■ **Excerpt to read**:
“"CPA" or Chicken and Pork Adobo is one of the Filipino's staple dishes. Actually, one can throw in almost any main ingredient into the soy sauce and coconut vinegar basic sauce. I think sugar cane vinegar works best. One could also use leftover fried/roasted chicken/pork. CPA takes me back to a lifetime ago in Cebu City, where I grew up. I would gladly forego spaghetti and other more elaborate dishes for the adobo served with piping hot rice. It reminds me of happy, noisy (and loud) conversations with my family around the dinner table.”

Ingredients Nutrition


  1. In a wok, heat the canola oil, then add the crushed garlic and stir-fry until fragrant.
  2. Add the chicken and the pork cuts and stir-fry for 5 minutes.
  3. Add the fish sauce. Stir-fry.
  4. Cover the wok and simmer for 5 minutes for the meat to absorb the fish sauce.

■ **Work to do**: Copy out the adobo recipe word for word, everything from "Ingredients Nutrition" down to "absorb the fish sauce.".

■ **Dataset excerpts**:
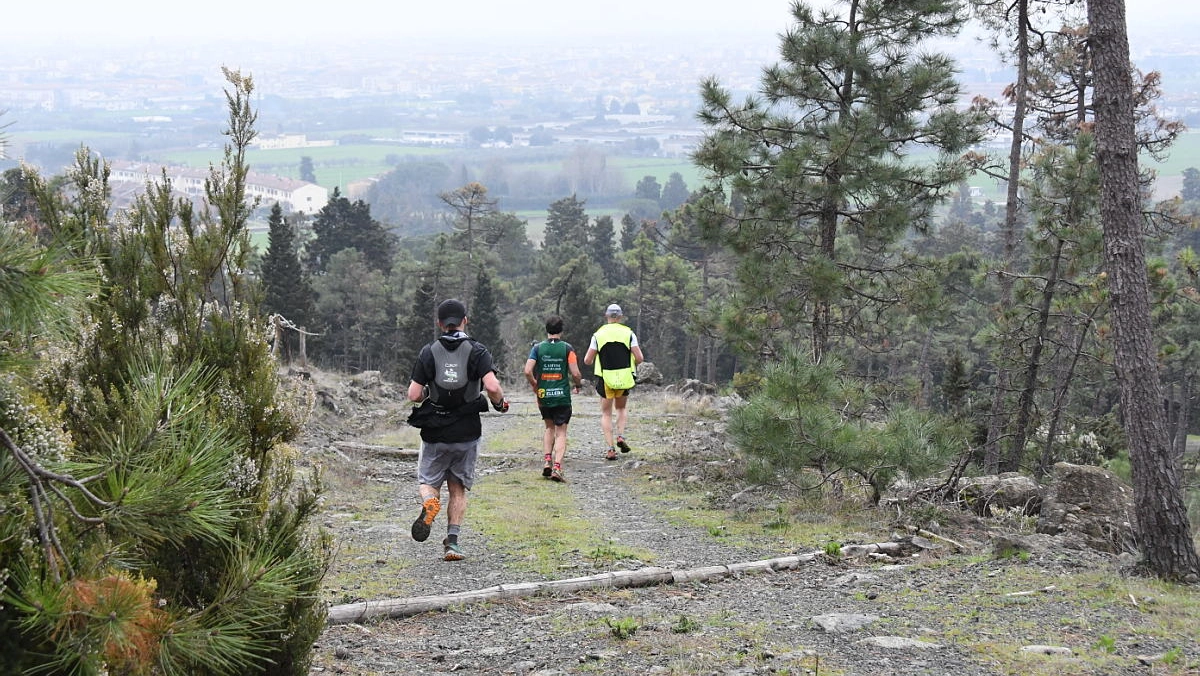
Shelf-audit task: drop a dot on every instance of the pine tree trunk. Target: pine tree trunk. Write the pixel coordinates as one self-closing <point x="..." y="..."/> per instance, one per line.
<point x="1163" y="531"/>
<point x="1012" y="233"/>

==

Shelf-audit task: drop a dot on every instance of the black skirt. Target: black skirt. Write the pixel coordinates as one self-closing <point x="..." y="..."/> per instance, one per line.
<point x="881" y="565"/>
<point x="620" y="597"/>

■ **Solved exercise**:
Ingredients Nutrition


  1. In a wok, heat the canola oil, then add the crushed garlic and stir-fry until fragrant.
  2. Add the chicken and the pork cuts and stir-fry for 5 minutes.
  3. Add the fish sauce. Stir-fry.
  4. Cover the wok and simmer for 5 minutes for the meat to absorb the fish sauce.